INPUT RECORDS:
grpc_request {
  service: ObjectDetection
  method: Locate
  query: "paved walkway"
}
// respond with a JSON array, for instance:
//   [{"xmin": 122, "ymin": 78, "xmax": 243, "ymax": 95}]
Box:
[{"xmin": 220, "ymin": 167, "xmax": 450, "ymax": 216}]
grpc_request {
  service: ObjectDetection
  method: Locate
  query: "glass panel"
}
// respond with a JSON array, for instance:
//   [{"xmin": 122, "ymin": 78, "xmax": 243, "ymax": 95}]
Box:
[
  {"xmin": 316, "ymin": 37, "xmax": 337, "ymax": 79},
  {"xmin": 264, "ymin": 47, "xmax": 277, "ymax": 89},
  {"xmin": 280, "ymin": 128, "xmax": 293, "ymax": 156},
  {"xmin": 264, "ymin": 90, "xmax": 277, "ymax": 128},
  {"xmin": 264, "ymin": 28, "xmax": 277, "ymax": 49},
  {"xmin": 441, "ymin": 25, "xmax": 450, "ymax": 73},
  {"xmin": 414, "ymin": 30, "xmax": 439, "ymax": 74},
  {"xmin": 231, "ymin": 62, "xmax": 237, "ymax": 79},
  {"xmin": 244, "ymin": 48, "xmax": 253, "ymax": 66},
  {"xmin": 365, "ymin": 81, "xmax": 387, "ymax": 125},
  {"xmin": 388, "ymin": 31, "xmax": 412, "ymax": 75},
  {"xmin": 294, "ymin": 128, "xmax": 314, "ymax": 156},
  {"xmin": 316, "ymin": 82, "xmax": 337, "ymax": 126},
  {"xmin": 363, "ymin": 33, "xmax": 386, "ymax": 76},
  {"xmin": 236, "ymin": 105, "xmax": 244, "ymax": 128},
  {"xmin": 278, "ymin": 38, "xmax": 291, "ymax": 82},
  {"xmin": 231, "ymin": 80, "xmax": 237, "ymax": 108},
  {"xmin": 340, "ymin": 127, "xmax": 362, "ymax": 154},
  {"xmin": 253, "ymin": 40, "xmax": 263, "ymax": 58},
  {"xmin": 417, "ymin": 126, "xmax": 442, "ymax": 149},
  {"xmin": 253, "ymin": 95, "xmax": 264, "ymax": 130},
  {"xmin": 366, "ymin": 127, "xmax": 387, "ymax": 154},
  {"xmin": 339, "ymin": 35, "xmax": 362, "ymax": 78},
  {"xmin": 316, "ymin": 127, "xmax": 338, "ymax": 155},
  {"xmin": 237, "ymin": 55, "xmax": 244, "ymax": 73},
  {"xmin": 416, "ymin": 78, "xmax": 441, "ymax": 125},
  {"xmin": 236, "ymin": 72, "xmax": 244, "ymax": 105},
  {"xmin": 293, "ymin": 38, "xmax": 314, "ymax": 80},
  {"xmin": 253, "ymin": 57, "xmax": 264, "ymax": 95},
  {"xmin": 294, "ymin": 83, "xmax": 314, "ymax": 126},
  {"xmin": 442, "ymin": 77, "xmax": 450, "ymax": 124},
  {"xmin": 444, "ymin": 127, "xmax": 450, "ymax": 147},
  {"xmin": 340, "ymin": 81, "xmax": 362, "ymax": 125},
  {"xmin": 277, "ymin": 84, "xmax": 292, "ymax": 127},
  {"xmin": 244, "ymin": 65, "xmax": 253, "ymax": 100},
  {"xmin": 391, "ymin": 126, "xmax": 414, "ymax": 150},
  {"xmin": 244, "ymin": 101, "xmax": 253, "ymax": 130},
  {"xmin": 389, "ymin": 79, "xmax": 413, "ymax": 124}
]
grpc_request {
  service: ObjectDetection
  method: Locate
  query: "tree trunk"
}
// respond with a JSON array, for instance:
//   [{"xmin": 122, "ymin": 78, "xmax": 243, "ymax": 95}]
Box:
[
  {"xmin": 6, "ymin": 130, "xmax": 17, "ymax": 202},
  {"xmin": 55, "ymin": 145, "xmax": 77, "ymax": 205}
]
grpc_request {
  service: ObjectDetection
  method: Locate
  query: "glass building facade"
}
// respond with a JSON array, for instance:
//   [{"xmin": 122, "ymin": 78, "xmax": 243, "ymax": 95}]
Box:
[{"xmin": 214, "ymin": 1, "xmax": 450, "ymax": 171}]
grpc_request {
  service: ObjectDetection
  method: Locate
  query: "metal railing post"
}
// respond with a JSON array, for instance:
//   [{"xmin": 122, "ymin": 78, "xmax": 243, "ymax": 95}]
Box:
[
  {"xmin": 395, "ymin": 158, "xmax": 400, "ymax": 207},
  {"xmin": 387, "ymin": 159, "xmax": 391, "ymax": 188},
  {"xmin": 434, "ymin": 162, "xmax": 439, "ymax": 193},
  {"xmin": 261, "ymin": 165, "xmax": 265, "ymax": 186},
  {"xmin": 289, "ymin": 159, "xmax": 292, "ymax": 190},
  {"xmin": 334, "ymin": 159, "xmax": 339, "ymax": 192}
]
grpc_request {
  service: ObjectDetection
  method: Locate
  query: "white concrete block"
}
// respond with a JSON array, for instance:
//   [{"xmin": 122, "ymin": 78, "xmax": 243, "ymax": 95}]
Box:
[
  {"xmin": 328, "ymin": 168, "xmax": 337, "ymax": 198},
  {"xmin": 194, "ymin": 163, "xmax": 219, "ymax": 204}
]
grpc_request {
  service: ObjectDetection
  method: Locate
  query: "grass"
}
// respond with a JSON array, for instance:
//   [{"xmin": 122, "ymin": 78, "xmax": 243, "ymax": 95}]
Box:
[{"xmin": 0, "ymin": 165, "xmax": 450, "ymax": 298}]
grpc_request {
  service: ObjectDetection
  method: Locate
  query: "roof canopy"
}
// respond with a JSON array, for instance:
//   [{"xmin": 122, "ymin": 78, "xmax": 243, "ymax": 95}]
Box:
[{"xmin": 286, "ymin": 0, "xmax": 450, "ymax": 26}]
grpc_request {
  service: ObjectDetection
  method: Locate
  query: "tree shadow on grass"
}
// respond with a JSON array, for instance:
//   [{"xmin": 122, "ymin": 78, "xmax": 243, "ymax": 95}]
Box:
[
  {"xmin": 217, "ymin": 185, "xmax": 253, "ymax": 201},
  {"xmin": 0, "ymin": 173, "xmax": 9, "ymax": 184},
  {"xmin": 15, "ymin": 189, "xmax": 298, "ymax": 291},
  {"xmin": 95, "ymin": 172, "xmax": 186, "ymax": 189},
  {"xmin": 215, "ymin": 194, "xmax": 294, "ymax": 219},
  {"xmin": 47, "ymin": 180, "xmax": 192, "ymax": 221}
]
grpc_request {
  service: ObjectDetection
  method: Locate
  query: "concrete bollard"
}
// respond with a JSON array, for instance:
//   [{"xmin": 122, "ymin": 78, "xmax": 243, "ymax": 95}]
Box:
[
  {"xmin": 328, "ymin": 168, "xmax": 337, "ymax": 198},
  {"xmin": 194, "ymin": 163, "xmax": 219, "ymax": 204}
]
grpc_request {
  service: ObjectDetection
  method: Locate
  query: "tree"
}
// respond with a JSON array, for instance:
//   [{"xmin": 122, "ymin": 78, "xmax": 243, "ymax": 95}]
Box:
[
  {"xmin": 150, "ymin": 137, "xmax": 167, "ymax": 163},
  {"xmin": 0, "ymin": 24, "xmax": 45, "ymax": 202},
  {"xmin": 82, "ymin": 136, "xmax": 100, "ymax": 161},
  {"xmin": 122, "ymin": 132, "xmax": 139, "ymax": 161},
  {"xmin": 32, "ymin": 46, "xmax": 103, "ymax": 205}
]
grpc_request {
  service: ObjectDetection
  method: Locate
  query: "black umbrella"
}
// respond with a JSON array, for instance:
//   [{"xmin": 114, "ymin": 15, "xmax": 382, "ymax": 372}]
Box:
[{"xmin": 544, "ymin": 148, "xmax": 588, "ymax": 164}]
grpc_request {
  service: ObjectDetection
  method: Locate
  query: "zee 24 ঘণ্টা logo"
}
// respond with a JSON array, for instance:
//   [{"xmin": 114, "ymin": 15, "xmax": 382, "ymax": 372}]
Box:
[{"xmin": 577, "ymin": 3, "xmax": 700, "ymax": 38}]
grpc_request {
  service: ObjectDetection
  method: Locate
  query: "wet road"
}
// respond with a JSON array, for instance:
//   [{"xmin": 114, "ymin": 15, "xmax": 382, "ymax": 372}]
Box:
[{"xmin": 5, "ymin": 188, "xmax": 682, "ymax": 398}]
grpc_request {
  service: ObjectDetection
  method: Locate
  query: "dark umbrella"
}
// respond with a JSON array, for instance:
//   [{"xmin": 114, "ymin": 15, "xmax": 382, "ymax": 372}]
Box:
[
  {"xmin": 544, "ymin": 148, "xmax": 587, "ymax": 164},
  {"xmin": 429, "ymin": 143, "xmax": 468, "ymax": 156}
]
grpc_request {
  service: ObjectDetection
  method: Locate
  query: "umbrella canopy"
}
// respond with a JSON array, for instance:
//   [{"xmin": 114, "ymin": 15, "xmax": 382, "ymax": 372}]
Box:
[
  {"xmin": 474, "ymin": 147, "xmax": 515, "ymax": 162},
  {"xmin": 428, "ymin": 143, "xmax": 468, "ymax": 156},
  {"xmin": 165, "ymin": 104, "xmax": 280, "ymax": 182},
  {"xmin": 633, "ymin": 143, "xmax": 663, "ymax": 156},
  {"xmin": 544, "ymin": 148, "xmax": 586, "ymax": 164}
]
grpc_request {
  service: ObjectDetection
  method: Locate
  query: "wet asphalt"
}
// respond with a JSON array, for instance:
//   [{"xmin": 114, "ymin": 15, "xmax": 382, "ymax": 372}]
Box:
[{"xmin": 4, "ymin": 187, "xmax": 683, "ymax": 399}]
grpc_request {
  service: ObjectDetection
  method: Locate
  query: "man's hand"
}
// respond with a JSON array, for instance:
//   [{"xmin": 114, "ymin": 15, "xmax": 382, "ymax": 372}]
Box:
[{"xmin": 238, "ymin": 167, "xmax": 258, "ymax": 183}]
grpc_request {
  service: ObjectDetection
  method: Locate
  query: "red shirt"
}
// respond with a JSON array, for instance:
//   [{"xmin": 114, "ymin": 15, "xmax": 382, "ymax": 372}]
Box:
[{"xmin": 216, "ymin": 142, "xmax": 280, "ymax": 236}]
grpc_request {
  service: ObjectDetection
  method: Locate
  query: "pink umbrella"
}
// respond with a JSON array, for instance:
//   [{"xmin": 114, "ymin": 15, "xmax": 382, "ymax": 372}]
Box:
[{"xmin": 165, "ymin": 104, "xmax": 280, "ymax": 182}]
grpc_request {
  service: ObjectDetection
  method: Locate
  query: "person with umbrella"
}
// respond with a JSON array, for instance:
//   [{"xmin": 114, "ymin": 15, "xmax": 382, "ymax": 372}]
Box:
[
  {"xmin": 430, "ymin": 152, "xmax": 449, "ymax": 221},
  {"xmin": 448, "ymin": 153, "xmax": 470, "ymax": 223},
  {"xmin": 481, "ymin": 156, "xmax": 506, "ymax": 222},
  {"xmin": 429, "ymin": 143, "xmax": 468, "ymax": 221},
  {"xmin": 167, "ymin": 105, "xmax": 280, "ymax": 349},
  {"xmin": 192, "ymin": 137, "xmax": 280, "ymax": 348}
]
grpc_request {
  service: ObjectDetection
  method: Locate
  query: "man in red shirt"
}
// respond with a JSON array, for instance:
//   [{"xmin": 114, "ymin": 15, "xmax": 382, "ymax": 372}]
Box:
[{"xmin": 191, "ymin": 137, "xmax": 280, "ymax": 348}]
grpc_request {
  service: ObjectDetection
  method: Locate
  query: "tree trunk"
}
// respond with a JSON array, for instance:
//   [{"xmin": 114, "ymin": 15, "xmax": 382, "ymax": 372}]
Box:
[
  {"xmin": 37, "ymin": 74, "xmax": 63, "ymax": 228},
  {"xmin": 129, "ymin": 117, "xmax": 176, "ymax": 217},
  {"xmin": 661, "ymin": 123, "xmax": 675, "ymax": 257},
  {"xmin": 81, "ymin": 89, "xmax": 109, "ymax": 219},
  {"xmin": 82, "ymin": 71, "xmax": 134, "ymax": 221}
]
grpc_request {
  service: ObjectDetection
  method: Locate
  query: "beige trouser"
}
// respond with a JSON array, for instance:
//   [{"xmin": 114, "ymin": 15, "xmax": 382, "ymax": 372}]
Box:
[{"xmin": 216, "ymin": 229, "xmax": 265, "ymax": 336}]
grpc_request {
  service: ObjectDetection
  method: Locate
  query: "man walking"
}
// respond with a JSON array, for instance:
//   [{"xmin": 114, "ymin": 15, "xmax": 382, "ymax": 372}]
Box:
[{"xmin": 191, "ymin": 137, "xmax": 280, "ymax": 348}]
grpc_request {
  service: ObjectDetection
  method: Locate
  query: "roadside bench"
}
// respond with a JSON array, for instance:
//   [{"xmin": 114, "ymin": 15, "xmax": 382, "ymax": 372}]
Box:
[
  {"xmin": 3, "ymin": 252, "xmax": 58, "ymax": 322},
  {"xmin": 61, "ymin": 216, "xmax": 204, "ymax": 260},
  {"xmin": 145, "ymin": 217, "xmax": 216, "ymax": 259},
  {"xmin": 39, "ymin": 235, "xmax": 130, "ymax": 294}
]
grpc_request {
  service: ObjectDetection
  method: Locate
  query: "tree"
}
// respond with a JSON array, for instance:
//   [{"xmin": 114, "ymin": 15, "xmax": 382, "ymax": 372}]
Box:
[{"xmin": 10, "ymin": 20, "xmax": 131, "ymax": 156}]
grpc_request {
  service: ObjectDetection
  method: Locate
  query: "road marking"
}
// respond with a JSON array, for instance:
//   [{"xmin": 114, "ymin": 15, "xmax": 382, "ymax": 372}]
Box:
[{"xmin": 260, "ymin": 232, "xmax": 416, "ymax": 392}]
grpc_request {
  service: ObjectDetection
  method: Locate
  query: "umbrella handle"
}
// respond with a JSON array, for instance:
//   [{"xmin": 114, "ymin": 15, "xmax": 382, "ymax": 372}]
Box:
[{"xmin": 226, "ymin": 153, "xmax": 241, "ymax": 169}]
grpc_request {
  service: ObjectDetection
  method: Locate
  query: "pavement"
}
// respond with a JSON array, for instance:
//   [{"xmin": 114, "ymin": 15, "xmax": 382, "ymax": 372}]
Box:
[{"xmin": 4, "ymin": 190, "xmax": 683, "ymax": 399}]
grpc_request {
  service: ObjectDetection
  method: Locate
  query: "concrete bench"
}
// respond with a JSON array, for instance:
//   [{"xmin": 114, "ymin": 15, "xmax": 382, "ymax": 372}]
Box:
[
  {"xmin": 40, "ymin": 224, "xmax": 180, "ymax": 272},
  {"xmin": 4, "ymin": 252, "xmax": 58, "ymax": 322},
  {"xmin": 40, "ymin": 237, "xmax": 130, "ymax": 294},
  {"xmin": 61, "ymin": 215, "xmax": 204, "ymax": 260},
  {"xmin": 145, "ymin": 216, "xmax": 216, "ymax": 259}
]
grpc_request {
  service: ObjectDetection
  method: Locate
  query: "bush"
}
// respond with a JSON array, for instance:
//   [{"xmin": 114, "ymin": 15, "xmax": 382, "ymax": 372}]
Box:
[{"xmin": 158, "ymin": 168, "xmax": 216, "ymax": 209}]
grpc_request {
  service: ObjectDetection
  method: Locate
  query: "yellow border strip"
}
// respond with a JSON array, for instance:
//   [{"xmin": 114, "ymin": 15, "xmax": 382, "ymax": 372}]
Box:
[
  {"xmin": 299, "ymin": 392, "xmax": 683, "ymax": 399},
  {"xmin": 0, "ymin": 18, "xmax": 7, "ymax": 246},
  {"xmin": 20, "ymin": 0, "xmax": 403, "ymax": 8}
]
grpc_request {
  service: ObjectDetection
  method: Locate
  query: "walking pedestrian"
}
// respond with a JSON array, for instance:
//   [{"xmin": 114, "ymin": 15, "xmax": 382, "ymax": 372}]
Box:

WRITTEN REQUEST: Identify every line in the listing above that contains the word "glass" and copy each one.

ANSWER:
  query: "glass panel"
  query: "glass building facade"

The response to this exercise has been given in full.